»»

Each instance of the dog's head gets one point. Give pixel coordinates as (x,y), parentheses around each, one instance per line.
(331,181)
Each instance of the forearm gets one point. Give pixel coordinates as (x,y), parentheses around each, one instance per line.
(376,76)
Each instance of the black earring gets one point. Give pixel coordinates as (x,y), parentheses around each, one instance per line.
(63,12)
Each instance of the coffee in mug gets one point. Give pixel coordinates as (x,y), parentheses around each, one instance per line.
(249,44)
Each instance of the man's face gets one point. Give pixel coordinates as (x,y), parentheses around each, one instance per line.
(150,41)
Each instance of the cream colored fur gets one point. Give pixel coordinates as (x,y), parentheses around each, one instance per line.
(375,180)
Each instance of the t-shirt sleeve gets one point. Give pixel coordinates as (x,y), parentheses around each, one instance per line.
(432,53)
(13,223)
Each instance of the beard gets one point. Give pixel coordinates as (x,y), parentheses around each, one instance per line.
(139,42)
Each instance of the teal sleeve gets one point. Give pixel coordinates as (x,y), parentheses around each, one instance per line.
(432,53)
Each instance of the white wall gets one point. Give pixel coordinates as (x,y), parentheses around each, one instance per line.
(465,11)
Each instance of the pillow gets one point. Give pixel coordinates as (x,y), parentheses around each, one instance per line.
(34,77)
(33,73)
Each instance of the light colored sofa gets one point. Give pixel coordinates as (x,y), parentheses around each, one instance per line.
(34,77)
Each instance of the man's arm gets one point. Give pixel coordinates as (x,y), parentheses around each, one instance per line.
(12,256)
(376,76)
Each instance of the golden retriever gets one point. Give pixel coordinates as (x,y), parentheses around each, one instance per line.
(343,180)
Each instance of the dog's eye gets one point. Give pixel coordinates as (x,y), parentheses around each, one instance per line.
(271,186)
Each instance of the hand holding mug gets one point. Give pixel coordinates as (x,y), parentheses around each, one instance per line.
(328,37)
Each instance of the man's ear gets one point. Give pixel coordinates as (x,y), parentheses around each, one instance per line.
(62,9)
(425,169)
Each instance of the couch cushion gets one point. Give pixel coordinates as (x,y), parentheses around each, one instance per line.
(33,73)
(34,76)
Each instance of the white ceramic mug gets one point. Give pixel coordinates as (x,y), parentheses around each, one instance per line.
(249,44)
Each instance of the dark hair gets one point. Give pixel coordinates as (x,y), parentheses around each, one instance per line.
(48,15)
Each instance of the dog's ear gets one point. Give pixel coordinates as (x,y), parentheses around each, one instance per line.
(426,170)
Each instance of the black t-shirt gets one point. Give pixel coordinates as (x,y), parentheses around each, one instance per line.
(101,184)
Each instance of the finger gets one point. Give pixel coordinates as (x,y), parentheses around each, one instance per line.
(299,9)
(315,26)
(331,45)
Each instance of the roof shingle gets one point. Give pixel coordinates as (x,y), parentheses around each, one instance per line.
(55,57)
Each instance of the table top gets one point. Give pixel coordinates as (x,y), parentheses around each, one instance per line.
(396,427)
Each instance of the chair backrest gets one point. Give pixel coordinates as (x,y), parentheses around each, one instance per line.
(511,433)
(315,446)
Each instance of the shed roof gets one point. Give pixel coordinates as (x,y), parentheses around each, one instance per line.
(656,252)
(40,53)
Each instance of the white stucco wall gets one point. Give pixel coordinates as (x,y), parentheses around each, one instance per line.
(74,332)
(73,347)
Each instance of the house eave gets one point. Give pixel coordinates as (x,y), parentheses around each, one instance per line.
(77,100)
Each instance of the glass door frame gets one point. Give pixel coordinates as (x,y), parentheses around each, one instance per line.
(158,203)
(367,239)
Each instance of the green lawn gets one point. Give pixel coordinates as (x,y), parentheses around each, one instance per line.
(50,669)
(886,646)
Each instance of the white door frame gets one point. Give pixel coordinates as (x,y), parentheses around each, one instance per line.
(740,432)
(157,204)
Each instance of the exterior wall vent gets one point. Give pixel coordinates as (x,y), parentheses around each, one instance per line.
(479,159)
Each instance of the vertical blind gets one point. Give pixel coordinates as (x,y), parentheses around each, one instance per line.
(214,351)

««

• **What the exercise asks**
Reproduce each entry above exactly, keeping every character.

• **Final answer**
Each instance of the dog's head gets one point. Give pixel coordinates as (x,y), parentheses around each, one instance per line.
(331,181)
Each instance of the forearm gets one point. Give pixel coordinates as (x,y), parentheses around each, one instance per line.
(376,76)
Each instance of the black earring gets one point. Give pixel coordinates as (x,y), parentheses around each, one instance per line.
(63,12)
Each instance of the coffee in mug gets one point. Give pixel coordinates as (x,y), parentheses around each, one instance per line.
(249,44)
Each instance of the man's face gets one point. Give pixel coordinates as (x,y), parentheses around each, one instance per line.
(150,41)
Each instance of the cream colored fur gets one point. Give pixel coordinates as (x,y), parentheses around each, one instance per line.
(375,180)
Each instance of the t-shirt sleeve gets one point. Give pixel coordinates as (x,y), parentheses around each, one instance per line.
(432,53)
(13,223)
Each instance of the beard gets one point. Give pixel coordinates as (x,y), parentheses around each, one instance per line.
(139,42)
Each instance of the teal sleeve gets one point. Give pixel coordinates as (x,y), parentheses around each, one instance per line.
(432,53)
Each instance of the white wall gets one point. Give pixel coordinates as (x,y), parentheses around each, one instance per line.
(465,11)
Each instance of the pillow gets one point. Give pixel coordinates as (x,y), parentheses around each, one instance per line.
(34,77)
(33,73)
Each instance of the light colored sofa gets one point. Give pixel coordinates as (x,y), parentheses around each, one instance per line.
(34,77)
Each instance of the man's arm gets one point. Give pixel coordinates as (x,y), parentheses around each, one instance per line.
(12,256)
(376,76)
Each instance of the golden retriever gets one point. Give pixel coordinates as (x,y), parentheses around each, one instance per line.
(343,180)
Each instance of the dog's eye gets one point. Give pixel coordinates as (x,y), parentheses around each, one instance per line.
(271,186)
Each instance of the hand holding mug gets one point. Give pixel coordinates as (x,y), parentheses around each, one instance per line.
(328,37)
Each instance of the man's ear gets one point. Give pixel coordinates as (x,y), parentheses around each, one instance per line.
(62,9)
(425,169)
Each instance of the couch cushion gets one point. Give pixel coordinates as (x,y), parentheses around each, one instance per line.
(33,73)
(34,76)
Each instance of the white ceramic mug gets one point. Give pixel coordinates as (x,y), parentheses around each, one instance per line.
(249,44)
Each instance of the dark hair gets one point. Give pixel coordinates as (x,y), parentheses around each, one instance per line.
(48,15)
Each instance of the dog's ear gets one point. Give pixel coordinates as (x,y), parentheses around each, one instance per line.
(426,170)
Each instance of the black t-shirt gets one point. Give pixel coordinates as (x,y), parentheses around each, one instance per line.
(101,184)
Each instance of the finger gets one point. Give pixel coordinates as (x,y), parentheses around each, one instance per line.
(299,9)
(315,26)
(331,45)
Each instance of the roof shingle gets one point. Give pixel coordinates as (x,y), parentheses around each, one instance per line.
(55,57)
Each instance of the table top gets one point. Give pixel coordinates as (x,y), parentheses around each, one instance per line.
(396,427)
Each instance of the chair backrest gets one point. Give pixel coordinates as (x,y), parentheses around each, one instance per line.
(511,433)
(315,446)
Each instance of the shed roof gets one point. Give pixel coordinates as (x,y), parentheses around each, one instance per line.
(656,252)
(40,53)
Each instance of the white stucco wall gets one point. Give pixel coordinates as (x,y), parentheses around each, one instance per line.
(74,332)
(73,347)
Each instance of the house eave gets one point. Give pixel coordinates as (x,y), parentheses around each, one instance per line.
(77,100)
Each instance of the glass door frame gets one point. Give pixel coordinates as (x,y), parentheses around each, one instance per line.
(158,203)
(367,239)
Each instance of the green lawn gets one point. Give pixel coordinates as (x,y), parentheses around each, one instance per line.
(50,669)
(886,646)
Each instance of the white door frame gets one point. Give pixel coordinates as (x,y), parentheses around each, one instance per line.
(740,432)
(157,204)
Each instance of the exterior wall vent gets one point. Give pixel coordinates as (x,y), parentheses around each, one instance per line.
(479,159)
Each instance of the vertical blind gets one point. Give pixel coordinates as (x,y), parentheses around each, one instance per line.
(214,351)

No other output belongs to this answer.